*Фрагмент текста*:
──────────────────────────────

И действительно, когда совершилось это бурное, насильственное вторжение музыки в его душу, Ницше, знаток демонических сил, сознает опасность: он чувствует, что этот поток может увлечь его за пределы его существа. Но в то время, как Гете избегает опасностей, – Ницше отмечает «осторожное отношение Гете к музыке», – Ницше всегда хватает их за рога: переосмысление, переоценка – вот его способ самозащиты. Так претворяет он яд (как и свою болезнь) в противоядие. Музыка теперь для него не то, чем была в его филологические годы: тогда ему нужно было повышенное напряжение нервов, вспышки чувства (Вагнер): музыка, пьянящее, бродящее начало, должна была создать противовес его размеренной жизни ученого, служить возбуждающим средством против трезвости. Но теперь, когда его мышление само обратилось в эксцесс, в экстатическую расточительность чувства, музыка нужна ему как разряд, как своего рода духовный бром, как успокоительное средство. Уже не опьянения требует он от нее (теперь уже всякая мысль стала для него звучащим хмелем), а, по прекрасному слову Гельдерлина, – «священной трезвостью»: «музыка как отдых, а не как – возбуждающее средство». Он хочет музыки, которая была бы для него убежищем, когда он придет к ней смертельно раненый, обессиленный непрестанной охотой мысли, была бы приютом, купальней, кристальным потоком, освежающим и очищающим – musica divina, горней музыкой, музыкой ясного неба, а не тесной, страстной, душной души. Ему нужна музыка, которая несет забвение, которая не замыкает его в себе, не гонит его обратно в кризисы и катастрофы чувства, «словом и делом утверждающая» музыка, музыка Юга, музыка прозрачно ясных гармоний, первобытно непосредственная и чистая, музыка, «которую можно насвистывать». Музыка, непричастная хаосу (который пылает в нем самом), музыка седьмого дня творения, когда мир объят покоем и только небеса радостно воздают хвалу творцу, музыка отдохновенья: «Здесь достиг я пристани: музыка, музыка».

──────────────────────────────

*Представленный материал*:
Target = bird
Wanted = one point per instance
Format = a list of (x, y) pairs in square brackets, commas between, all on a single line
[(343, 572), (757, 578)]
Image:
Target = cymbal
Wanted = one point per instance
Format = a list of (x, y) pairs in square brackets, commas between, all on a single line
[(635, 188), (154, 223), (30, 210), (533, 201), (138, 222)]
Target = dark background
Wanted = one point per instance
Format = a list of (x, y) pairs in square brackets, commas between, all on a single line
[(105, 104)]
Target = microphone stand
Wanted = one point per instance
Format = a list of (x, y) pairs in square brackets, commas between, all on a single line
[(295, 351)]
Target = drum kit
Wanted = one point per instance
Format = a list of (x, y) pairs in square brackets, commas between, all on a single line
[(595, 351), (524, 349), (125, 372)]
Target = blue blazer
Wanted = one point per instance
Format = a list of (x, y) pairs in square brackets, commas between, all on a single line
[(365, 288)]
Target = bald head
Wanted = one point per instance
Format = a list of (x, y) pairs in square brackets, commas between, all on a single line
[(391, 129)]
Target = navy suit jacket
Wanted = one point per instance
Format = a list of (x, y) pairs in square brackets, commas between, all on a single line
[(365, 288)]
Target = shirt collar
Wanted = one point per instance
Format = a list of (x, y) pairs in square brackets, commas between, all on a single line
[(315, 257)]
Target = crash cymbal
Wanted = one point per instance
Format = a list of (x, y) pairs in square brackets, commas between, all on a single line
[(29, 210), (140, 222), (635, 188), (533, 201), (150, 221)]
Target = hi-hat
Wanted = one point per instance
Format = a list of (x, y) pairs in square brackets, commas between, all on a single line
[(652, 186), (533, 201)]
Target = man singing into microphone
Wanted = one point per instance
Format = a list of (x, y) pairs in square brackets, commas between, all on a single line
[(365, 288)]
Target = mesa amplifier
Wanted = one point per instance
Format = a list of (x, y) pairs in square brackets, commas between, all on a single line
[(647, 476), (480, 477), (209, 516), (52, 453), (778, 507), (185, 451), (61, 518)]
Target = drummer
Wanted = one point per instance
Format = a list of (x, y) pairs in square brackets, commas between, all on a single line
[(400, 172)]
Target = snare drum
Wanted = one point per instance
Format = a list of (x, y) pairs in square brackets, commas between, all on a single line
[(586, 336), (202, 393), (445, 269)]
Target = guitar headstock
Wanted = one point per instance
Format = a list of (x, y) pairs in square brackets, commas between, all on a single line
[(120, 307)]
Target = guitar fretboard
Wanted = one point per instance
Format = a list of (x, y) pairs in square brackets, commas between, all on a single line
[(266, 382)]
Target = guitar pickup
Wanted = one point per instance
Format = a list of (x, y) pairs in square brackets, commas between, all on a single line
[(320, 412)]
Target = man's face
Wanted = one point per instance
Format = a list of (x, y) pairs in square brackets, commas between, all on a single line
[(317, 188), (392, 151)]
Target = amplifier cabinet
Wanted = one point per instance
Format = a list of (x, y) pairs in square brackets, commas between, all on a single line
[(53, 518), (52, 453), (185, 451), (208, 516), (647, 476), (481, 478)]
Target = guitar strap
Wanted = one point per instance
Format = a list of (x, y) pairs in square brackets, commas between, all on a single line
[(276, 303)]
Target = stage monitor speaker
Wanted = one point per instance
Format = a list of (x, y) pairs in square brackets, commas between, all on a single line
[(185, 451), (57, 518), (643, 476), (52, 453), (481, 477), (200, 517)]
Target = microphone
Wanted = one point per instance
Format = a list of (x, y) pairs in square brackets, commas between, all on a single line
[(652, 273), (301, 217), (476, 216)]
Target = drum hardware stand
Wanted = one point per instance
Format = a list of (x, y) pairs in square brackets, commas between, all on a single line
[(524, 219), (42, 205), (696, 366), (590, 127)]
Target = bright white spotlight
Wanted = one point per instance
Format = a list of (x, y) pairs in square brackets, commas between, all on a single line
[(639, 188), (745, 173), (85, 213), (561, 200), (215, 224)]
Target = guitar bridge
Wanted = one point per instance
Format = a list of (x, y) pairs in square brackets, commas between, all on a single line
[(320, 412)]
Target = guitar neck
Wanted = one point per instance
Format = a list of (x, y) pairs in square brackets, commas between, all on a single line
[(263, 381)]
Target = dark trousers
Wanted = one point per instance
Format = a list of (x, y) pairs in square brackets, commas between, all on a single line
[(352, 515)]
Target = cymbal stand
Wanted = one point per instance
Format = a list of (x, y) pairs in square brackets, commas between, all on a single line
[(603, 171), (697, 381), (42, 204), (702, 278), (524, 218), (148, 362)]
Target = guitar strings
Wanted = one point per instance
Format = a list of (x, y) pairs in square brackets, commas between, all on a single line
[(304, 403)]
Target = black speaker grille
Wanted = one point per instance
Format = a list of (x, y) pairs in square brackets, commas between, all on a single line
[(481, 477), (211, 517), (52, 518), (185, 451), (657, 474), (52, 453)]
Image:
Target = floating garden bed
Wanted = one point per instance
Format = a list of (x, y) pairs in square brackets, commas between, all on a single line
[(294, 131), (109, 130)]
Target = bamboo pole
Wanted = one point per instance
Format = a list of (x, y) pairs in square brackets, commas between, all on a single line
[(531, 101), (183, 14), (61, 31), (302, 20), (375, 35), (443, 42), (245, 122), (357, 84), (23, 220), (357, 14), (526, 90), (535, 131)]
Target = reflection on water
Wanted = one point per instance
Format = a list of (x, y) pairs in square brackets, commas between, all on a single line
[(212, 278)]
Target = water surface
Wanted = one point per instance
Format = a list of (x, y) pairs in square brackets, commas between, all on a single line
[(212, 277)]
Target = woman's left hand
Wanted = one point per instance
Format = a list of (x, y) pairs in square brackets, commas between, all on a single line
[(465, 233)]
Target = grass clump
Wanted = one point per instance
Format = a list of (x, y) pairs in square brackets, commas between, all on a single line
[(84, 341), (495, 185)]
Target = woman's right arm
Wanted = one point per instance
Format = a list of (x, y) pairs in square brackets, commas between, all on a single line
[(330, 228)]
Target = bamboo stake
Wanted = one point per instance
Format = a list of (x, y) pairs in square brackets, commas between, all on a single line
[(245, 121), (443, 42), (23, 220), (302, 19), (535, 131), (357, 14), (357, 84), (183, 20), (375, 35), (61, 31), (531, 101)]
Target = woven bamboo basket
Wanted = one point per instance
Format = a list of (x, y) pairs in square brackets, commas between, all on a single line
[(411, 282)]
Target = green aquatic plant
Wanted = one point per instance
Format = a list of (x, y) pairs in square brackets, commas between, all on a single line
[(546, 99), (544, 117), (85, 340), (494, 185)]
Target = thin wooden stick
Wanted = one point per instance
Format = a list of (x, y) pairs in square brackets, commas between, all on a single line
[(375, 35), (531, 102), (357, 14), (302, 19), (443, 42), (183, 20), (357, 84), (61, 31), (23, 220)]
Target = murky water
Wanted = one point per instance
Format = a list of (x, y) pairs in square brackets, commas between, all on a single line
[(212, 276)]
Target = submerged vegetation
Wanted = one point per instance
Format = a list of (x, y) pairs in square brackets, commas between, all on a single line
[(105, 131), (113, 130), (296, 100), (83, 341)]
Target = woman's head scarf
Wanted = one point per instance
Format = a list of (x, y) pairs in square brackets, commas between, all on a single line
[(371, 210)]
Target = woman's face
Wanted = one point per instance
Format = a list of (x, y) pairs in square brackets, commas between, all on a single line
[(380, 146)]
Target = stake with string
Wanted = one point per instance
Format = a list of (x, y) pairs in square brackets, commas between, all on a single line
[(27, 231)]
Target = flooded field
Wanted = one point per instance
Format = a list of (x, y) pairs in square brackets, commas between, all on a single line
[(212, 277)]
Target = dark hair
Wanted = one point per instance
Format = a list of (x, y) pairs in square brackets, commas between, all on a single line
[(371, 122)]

──────────────────────────────

*Что нужно сделать*:
(A) Чьи слова о «священной трезвости» приводятся в отрывке о Ницше и музыке?
(B) Напишите продолжение отрывка о Ницше и музыке, начав сразу после его последней фразы.

*Ожидаемые ответы*:
(A) Это слова Гельдерлина.

(B)
Легкость – последняя любовь Ницше, высшая мера вещей. То, что дает легкость, здоровье, – хорошо: в пище, в духе, в воздухе, в солнце, в пейзаже, в музыке. Только то, что дает крылья, что позволяет забыть тупость и мрак жизни, уродливость правды, – дарует благодать. Отсюда эта последняя, поздняя любовь к искусству, которое одно «делает возможной жизнь», служит «великим stimulans жизни». Музыка, светлая, легкая, разрешающая музыка, становится отныне излюбленной усладой его смертельных возбуждений. В своих кровавых перерождениях он уже не может обходиться без этого облегчения. «Жизнь без музыки – просто бремя, заблуждение». Больной в жару горящими, потрескавшимися губами мучительно жаждет воды, но несравненно мучительней жаждет Ницше в своих последних кризисах серебристого напитка музыки: «Может ли человек испытывать такую жажду музыки?» В музыке его последнее спасенье, спасение от самого себя; отсюда эта апокалиптическая ненависть к Вагнеру, который наркотическими и возбуждающими средствами возмутил ее кристальную чистоту; отсюда боль «от судьбы музыки, как от свежей раны». Всех богов оттолкнул он в своем одиночестве, лишь одного он не может лишиться: музыка для него нектар и амброзия, освобождающая душу и дарующая вечную юность. «Искусство и только искусство – искусство дано нам для того, чтобы мы не погибли от правды».

И музыка благосклонно внимает его потрясающим заклятиям, она подхватывает его падающее тело. Все покинули изнывающего в лихорадке; давно ушли друзья, мысли всегда далеки в безудержном, в непрестанном странствии; только она сопутствует ему вплоть до последнего, седьмого одиночества. К чему прикасается он, к тому прикасается и она; там, где он говорит, звучит и ее чистый голос; мощно поддерживает она влекомого мощной силой. И еще в миг падения она бодрствует над его погасшим духом; когда Овербек входит в комнату, где мечется его ослепленная душа, он застает его за роялем, судорожными руками он ищет высоких гармоний; и, когда помешанного везут на родину, он всю дорогу поет потрясающую мелодию – свою «Баркароллу». Вплоть до мрачных глубин безумия ему сопутствует музыка, своей демонической силой властно пронизывая и жизнь его, и смерть.